Kolumne Weltblick : Die Seidenstraße der EU ist bislang eine Gasse

China hat seinen internationalen Einfluss mit seiner „Neuen Seidenstraße“ massiv ausgebaut. Die EU versucht mit dem „Global Gateway“ gegenzuhalten. Das Programm ist jedoch zu kleinteilig, schreibt unser Kolumnist.
Perus Präsidentin Dina Boluarte strahlt mit Chinas Staatschef Xi Jinping am 14. November 2024 in die Kameras und spricht von einem „historischen Moment“ für ihr Land. Soeben hat sie mit ihrem Amtskollegen den neuen Tiefwasserhafen Chancay nördlich der Hauptstadt Lima eröffnet. Ein Megaprojekt. 3,5 Milliarden Dollar investierte Peking, in der ersten Stufe soll der Hafen pro Jahr eine Million Container abfertigen. Am bemerkenswertesten ist aber, dass Chinas Staatskonzern Cosco den Tiefseehafen exklusiv nutzen und zum zentralen Knoten für den Seehandel der Großmacht mit Südamerika ausbauen soll.

Datensatzeinträge

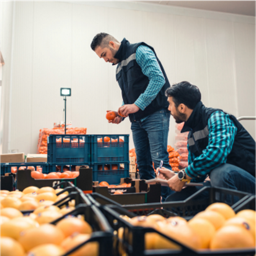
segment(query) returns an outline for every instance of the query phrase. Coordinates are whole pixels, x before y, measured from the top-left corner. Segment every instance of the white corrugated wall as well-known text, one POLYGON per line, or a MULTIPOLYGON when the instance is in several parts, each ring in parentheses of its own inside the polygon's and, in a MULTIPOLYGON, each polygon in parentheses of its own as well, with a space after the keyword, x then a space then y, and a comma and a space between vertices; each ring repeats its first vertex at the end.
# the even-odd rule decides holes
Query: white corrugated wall
MULTIPOLYGON (((15 3, 12 80, 8 85, 11 93, 6 113, 10 121, 4 131, 9 133, 4 153, 36 152, 39 130, 52 128, 63 119, 62 87, 72 88, 67 120, 73 126, 86 127, 88 134, 131 134, 128 119, 117 125, 108 124, 105 117, 106 110, 117 110, 122 99, 115 68, 90 47, 101 32, 119 41, 125 37, 131 43, 152 45, 170 83, 187 80, 197 85, 207 106, 237 117, 256 116, 255 18, 193 10, 188 15, 187 9, 147 4, 131 7, 129 3, 128 9, 125 3, 119 3, 118 9, 114 4, 97 4, 15 3)), ((255 121, 242 123, 256 139, 255 121)), ((174 131, 171 117, 171 145, 174 131)), ((130 141, 132 148, 132 135, 130 141)))

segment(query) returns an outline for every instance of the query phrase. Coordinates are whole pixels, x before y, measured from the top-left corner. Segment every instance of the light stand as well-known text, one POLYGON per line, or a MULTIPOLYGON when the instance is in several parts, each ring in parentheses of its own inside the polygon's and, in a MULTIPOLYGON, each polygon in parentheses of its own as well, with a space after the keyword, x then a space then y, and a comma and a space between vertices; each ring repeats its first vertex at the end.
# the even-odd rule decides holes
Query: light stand
POLYGON ((71 88, 60 88, 60 96, 63 96, 64 97, 64 100, 65 101, 65 107, 64 107, 64 112, 65 112, 65 134, 66 134, 66 104, 67 102, 67 96, 71 96, 71 88))

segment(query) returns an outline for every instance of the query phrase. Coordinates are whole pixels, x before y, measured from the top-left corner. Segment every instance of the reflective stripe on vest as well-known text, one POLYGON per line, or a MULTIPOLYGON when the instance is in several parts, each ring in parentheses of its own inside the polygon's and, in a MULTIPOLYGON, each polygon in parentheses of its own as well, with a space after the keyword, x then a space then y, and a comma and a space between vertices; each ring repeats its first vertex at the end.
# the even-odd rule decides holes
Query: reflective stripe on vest
POLYGON ((116 68, 115 71, 115 74, 117 75, 122 69, 123 66, 127 66, 129 62, 133 60, 136 59, 136 53, 133 53, 130 55, 126 60, 123 60, 118 65, 118 66, 116 68))

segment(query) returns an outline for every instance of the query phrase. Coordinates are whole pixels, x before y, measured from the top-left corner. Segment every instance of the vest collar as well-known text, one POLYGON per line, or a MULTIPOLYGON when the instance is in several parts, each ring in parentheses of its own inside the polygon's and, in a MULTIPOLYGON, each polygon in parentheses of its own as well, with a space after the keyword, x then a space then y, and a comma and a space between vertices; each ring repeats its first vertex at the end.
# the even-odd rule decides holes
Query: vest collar
MULTIPOLYGON (((120 47, 115 54, 114 58, 115 59, 117 59, 119 60, 119 62, 120 62, 122 60, 123 60, 125 59, 125 53, 126 52, 126 47, 130 45, 130 43, 128 41, 127 41, 125 38, 123 38, 123 39, 121 42, 121 44, 120 45, 120 47)), ((112 64, 112 65, 114 64, 112 64)))
POLYGON ((200 122, 201 118, 201 109, 204 107, 205 107, 202 101, 200 101, 196 105, 195 108, 193 110, 190 116, 189 116, 187 121, 185 122, 181 133, 190 132, 200 122))

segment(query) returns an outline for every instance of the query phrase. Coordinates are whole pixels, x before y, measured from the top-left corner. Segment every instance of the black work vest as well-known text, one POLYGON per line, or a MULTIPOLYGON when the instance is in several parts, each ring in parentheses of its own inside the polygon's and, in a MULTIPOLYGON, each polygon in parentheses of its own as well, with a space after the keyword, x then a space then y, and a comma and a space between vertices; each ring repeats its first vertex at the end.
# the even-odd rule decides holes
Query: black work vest
POLYGON ((132 122, 141 120, 161 109, 167 109, 169 103, 165 92, 170 84, 165 70, 158 59, 154 48, 143 42, 130 44, 125 38, 121 42, 120 48, 114 56, 119 62, 116 67, 116 78, 122 91, 124 104, 133 104, 144 92, 149 83, 149 78, 142 73, 142 69, 136 61, 136 50, 140 45, 145 45, 155 53, 165 77, 165 83, 157 97, 143 111, 129 114, 132 122))
MULTIPOLYGON (((208 145, 208 121, 210 115, 216 111, 225 113, 221 109, 206 107, 200 101, 184 123, 181 133, 190 132, 188 144, 190 152, 196 157, 201 155, 208 145)), ((229 115, 237 131, 226 163, 237 166, 256 178, 256 142, 235 116, 229 115)))

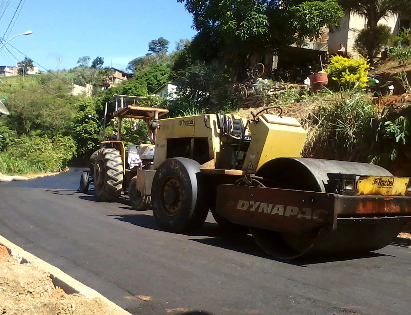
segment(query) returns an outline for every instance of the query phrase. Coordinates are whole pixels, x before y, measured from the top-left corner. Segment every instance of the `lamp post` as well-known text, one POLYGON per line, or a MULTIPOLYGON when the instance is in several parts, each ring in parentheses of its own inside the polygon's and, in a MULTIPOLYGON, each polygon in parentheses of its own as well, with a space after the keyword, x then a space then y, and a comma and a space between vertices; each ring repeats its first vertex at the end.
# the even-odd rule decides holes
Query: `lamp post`
POLYGON ((97 123, 98 123, 100 125, 100 126, 102 126, 102 123, 98 120, 97 120, 97 119, 96 119, 95 118, 94 118, 93 117, 93 115, 91 114, 89 114, 88 115, 87 115, 87 117, 89 119, 94 120, 95 120, 95 121, 97 122, 97 123))
POLYGON ((12 40, 12 39, 14 37, 16 37, 17 36, 21 36, 22 35, 30 35, 30 34, 33 34, 33 32, 32 31, 27 31, 25 33, 22 33, 21 34, 17 34, 17 35, 15 35, 9 39, 9 40, 8 40, 5 43, 2 45, 1 47, 0 47, 0 49, 2 48, 6 45, 7 45, 7 44, 9 43, 9 42, 11 40, 12 40))

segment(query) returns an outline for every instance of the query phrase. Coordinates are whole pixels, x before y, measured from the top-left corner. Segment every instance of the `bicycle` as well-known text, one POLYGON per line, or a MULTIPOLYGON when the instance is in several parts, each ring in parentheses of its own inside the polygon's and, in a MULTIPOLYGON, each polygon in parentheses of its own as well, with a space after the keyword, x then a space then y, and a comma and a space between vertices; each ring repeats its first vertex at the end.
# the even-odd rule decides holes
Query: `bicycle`
POLYGON ((248 77, 241 83, 237 83, 235 86, 237 86, 238 90, 238 95, 241 99, 244 100, 248 97, 248 91, 247 85, 249 85, 253 81, 253 79, 258 79, 261 77, 266 70, 266 67, 262 63, 258 63, 253 67, 251 71, 249 69, 247 69, 247 76, 248 77))

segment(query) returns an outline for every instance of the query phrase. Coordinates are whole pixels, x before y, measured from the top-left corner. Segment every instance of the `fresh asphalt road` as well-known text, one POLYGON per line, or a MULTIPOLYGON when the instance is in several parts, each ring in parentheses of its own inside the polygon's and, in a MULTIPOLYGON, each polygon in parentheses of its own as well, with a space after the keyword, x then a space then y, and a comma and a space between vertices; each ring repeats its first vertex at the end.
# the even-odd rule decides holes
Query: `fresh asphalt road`
POLYGON ((0 234, 133 314, 411 313, 411 249, 280 262, 210 217, 195 234, 174 234, 126 199, 46 191, 77 189, 81 170, 0 184, 0 234))

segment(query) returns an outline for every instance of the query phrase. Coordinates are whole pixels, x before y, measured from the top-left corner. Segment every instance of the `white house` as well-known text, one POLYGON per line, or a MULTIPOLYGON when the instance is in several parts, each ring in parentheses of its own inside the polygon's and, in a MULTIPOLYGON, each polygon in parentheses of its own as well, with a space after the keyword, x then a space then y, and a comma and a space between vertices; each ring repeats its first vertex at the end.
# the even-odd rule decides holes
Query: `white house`
POLYGON ((15 67, 0 66, 0 76, 14 76, 18 75, 17 68, 15 67))
MULTIPOLYGON (((389 14, 379 22, 379 24, 385 24, 391 28, 393 33, 397 34, 398 30, 403 28, 409 28, 411 17, 403 14, 389 14)), ((342 44, 346 48, 347 53, 353 57, 358 56, 358 52, 354 48, 354 43, 360 31, 365 28, 367 25, 365 18, 356 13, 351 12, 342 18, 338 25, 330 29, 328 39, 328 51, 330 53, 337 52, 342 44)))
POLYGON ((155 91, 151 94, 151 96, 157 96, 164 99, 174 99, 178 97, 175 94, 177 88, 177 85, 174 85, 169 82, 165 83, 155 91))

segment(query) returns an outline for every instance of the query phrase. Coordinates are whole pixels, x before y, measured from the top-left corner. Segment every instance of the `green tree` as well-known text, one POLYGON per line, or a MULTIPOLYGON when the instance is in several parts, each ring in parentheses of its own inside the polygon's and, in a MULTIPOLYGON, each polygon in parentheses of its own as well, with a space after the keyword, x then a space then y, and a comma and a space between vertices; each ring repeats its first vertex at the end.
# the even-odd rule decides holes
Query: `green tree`
POLYGON ((185 49, 191 43, 191 39, 181 39, 175 43, 175 50, 180 51, 185 49))
POLYGON ((154 39, 148 43, 148 51, 155 55, 166 54, 169 49, 169 45, 170 42, 167 39, 160 37, 158 39, 154 39))
POLYGON ((32 70, 34 69, 33 60, 30 58, 25 57, 24 60, 21 61, 18 66, 18 74, 21 75, 27 74, 28 71, 32 70))
POLYGON ((91 63, 92 68, 101 68, 104 64, 104 58, 97 56, 91 63))
POLYGON ((365 18, 369 39, 367 44, 367 55, 372 65, 377 46, 378 22, 390 14, 411 11, 411 0, 338 0, 338 2, 346 13, 353 12, 365 18))
POLYGON ((375 36, 372 39, 370 35, 370 32, 371 30, 369 28, 361 30, 356 39, 354 46, 360 54, 363 56, 368 56, 370 41, 374 41, 374 53, 372 55, 374 58, 382 51, 393 36, 391 28, 384 24, 377 25, 375 29, 375 36))
POLYGON ((336 25, 343 15, 333 0, 178 2, 193 16, 198 32, 190 45, 193 57, 231 64, 255 53, 317 38, 324 25, 336 25))
POLYGON ((87 117, 89 114, 96 117, 98 103, 99 100, 95 98, 83 97, 75 104, 77 112, 71 127, 73 138, 76 142, 77 153, 79 155, 95 147, 101 140, 101 126, 94 120, 87 117))
POLYGON ((77 64, 79 64, 81 67, 88 67, 90 60, 91 58, 88 56, 80 57, 77 60, 77 64))
POLYGON ((170 68, 164 64, 152 64, 134 73, 137 80, 143 80, 147 85, 149 93, 152 93, 162 85, 170 80, 170 68))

▸ Anhand der Informationen
1) Welche Summe hat Peking laut der Kolumne in den Hafen Chancay investiert?
2) Fasse in der Kolumne den Absatz, der mit „Perus Präsidentin Dina Boluarte“ beginnt, als knappe Liste zusammen und behalte dabei seine wichtigsten Fakten bei.
3) Kopiere aus der Kolumne wortgetreu die Stelle, die mit „Kolumne Weltblick : Die“ beginnt und mit „schreibt unser Kolumnist.“ endet.
Die Daten werden hier nicht gebraucht.

▸ Antworten je Aufgabe
1) 3,5 Milliarden Dollar.

2)
- Am 14. November 2024 eröffneten Perus Präsidentin Dina Boluarte und Chinas Staatschef Xi Jinping den Tiefwasserhafen Chancay nördlich von Lima.
- Boluarte sprach von einem „historischen Moment“ für ihr Land.
- Peking investierte 3,5 Milliarden Dollar in das Megaprojekt.
- In der ersten Stufe soll der Hafen jährlich eine Million Container abfertigen.
- Der chinesische Staatskonzern Cosco soll den Hafen exklusiv nutzen und ihn zum zentralen Knoten für Chinas Seehandel mit Südamerika ausbauen.

3)
Kolumne Weltblick : Die Seidenstraße der EU ist bislang eine Gasse

China hat seinen internationalen Einfluss mit seiner „Neuen Seidenstraße“ massiv ausgebaut. Die EU versucht mit dem „Global Gateway“ gegenzuhalten. Das Programm ist jedoch zu kleinteilig, schreibt unser Kolumnist.